▸ **Exercises**:
• 1. In the HD HQV performance text, what is the maximum possible HD HQV score, and how many of those points involve deinterlacing?
• 2. Reproduce word for word the part of the HD HQV performance text starting with "For these tests, we" and going on through "using hardware acceleration.".
• 3. Write the next part of the HD HQV performance text, picking up after its last sentence.

▸ **Excerpted passage**:
------------

HD HQV Performance

For these tests, we will be using a beta version of PowerDVD HD 6.5 along with hardware acceleration to play back the HD HQV HD DVD. This works much the same as it did with the standard definition HQV test which is a collection of clips playback from a DVD. The software DVD, HD DVD or Blu-ray player, with hardware acceleration enabled, will use the graphics hardware to offload the decode process from the CPU. The byproduct of this is that image quality is more influenced by the hardware being used than the software when using hardware acceleration.

For AMD we are using Catalyst 7.1, and for NVIDIA we look at 93.71 for the 7 series and 97.92 for the 8 series. Our results on both 7 and 8 series cards for NVIDIA are the same, so there will be no distinction between the two when talking about NVIDIA results. This comparison is as much between AVIVO and PowerDVD HD as it is of the hardware at this point. Both AMD and NVIDIA should have some headroom for improving performance through their drivers in the future.

The maximum score for HD HQV is 105 with 80 of those points having to do with proper deinterlacing of interlaced HD sources. All broadcast HD sources in the US today are interlaced, and there are many HD DVD movies provided in 1080i as well. Fewer Blu-ray titles are 1080i, but they aren't impossible to find. While our HD DVD version of HQV obviously tests HD DVD players, these features will be important for the playback of any interlaced HD source. Because of this, we really expected NVIDIA and AMD to perform well.

------------

▸ **Data records**:
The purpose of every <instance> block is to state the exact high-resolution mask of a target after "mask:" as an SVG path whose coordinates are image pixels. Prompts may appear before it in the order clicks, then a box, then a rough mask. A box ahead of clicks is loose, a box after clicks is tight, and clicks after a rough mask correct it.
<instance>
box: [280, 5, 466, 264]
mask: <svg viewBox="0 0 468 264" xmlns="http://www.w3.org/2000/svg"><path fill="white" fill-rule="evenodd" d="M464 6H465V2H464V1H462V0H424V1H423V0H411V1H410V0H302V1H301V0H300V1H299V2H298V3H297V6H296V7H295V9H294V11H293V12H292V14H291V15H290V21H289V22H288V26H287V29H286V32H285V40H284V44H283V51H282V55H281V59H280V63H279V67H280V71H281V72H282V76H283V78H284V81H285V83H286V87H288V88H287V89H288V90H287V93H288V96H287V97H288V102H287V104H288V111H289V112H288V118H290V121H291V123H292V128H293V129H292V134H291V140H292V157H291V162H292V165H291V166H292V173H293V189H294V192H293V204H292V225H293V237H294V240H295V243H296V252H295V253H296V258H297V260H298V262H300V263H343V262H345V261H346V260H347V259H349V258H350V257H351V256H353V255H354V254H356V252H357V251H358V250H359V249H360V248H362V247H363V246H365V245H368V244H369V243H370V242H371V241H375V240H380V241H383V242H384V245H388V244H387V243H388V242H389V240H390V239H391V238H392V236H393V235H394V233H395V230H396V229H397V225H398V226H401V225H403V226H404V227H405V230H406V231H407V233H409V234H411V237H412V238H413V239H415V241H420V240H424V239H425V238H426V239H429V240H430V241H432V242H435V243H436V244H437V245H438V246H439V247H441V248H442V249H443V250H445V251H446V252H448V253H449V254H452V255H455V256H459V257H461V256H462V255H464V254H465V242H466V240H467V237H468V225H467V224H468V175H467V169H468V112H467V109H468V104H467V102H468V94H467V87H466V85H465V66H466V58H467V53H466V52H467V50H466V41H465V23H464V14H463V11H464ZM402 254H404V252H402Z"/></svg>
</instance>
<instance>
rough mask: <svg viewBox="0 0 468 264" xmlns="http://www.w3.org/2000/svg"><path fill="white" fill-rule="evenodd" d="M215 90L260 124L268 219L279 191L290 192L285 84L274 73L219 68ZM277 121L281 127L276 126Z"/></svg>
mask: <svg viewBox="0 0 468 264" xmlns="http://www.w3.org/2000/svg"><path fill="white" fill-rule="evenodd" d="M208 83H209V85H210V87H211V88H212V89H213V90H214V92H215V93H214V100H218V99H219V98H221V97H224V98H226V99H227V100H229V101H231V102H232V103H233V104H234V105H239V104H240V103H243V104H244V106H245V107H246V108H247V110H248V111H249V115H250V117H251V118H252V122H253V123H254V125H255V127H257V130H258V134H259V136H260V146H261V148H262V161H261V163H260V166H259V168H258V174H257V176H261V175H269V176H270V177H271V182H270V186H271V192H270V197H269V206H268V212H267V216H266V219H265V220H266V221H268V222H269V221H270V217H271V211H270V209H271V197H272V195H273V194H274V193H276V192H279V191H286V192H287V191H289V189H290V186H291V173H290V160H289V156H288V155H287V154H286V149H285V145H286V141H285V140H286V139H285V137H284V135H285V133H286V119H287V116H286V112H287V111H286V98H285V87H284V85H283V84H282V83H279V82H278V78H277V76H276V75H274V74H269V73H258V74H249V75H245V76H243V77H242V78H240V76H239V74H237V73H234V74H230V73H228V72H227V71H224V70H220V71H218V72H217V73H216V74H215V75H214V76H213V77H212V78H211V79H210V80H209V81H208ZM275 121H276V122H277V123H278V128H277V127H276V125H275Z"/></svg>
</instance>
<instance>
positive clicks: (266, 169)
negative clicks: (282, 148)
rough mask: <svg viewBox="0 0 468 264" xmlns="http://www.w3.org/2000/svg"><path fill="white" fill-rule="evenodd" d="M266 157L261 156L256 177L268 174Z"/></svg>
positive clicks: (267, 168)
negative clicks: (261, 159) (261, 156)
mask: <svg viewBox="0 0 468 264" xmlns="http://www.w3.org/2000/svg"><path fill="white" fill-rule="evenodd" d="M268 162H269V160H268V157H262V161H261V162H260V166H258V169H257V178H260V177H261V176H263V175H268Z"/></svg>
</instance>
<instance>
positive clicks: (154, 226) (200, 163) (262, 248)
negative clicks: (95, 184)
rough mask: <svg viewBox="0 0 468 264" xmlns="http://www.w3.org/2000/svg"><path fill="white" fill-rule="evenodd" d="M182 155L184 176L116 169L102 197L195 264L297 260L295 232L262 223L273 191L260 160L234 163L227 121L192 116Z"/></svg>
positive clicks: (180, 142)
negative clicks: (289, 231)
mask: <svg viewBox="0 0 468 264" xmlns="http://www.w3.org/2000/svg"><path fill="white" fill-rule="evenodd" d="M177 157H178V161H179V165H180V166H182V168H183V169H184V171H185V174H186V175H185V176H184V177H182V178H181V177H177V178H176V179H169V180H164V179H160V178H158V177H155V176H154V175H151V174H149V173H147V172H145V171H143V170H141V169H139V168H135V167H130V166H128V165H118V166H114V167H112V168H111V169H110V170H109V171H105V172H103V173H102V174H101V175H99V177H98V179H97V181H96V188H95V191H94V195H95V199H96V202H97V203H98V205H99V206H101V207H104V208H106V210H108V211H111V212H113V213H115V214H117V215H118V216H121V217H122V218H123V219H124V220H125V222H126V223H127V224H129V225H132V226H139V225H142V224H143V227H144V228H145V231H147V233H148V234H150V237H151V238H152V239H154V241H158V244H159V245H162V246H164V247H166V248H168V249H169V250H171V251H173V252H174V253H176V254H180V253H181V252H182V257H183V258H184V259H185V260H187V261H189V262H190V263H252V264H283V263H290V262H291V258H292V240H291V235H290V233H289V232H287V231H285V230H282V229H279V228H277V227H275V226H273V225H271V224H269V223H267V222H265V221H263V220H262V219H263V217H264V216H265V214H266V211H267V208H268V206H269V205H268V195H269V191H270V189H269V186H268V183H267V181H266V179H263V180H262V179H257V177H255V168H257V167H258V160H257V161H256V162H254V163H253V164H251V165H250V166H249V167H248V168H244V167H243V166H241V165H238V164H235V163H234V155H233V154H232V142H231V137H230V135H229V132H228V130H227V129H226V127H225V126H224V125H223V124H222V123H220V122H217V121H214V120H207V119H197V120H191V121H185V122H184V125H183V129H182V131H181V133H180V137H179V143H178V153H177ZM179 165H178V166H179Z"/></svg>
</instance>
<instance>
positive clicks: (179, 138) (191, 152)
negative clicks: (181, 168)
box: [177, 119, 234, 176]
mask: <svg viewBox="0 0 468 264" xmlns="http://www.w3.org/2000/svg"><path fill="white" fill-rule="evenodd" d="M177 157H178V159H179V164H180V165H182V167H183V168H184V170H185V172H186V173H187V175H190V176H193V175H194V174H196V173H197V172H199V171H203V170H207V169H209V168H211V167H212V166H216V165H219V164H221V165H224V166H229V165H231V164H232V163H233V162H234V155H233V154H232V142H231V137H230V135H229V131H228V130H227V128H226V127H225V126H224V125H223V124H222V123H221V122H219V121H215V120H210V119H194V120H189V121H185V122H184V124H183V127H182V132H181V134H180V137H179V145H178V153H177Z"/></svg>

------------

▸ **List of answers**:
• 1. The maximum score is 105, and 80 of those points involve proper deinterlacing of interlaced HD sources.

• 2.
For these tests, we will be using a beta version of PowerDVD HD 6.5 along with hardware acceleration to play back the HD HQV HD DVD. This works much the same as it did with the standard definition HQV test which is a collection of clips playback from a DVD. The software DVD, HD DVD or Blu-ray player, with hardware acceleration enabled, will use the graphics hardware to offload the decode process from the CPU. The byproduct of this is that image quality is more influenced by the hardware being used than the software when using hardware acceleration.

• 3.
Unfortunately, reality did not live up to our expectations. We'll break it down by test. While we would love to provide screenshots, our version of PowerDVD doesn't support screenshots, and taking pictures of the TV just doesn't provide the detail we need. Descriptions of what's going on will have to do for now.

Noise Reduction

Both AMD and NVIDIA score a flat zero on this test. None of the AMD or NVIDIA cards we tested performed any noise reduction on either the flowers or the boat scene. There weren't any artifacts present, but it is very clear that neither camp performs any noise reduction on HD video at this point.

Video Resolution Loss

AMD averages fields and thus looses detail. The result is a gray color filling the corner blocks rather than alternating fine lines. NVIDIA doubles the scanlines in one field and eliminates half of the data, as the corner blocks are solid colors. This means that both solutions fail in different ways. PowerDVD's software performs similarly to AMD hardware, which means that currently available computer hardware and software will not faithfully reproduce interlaced video.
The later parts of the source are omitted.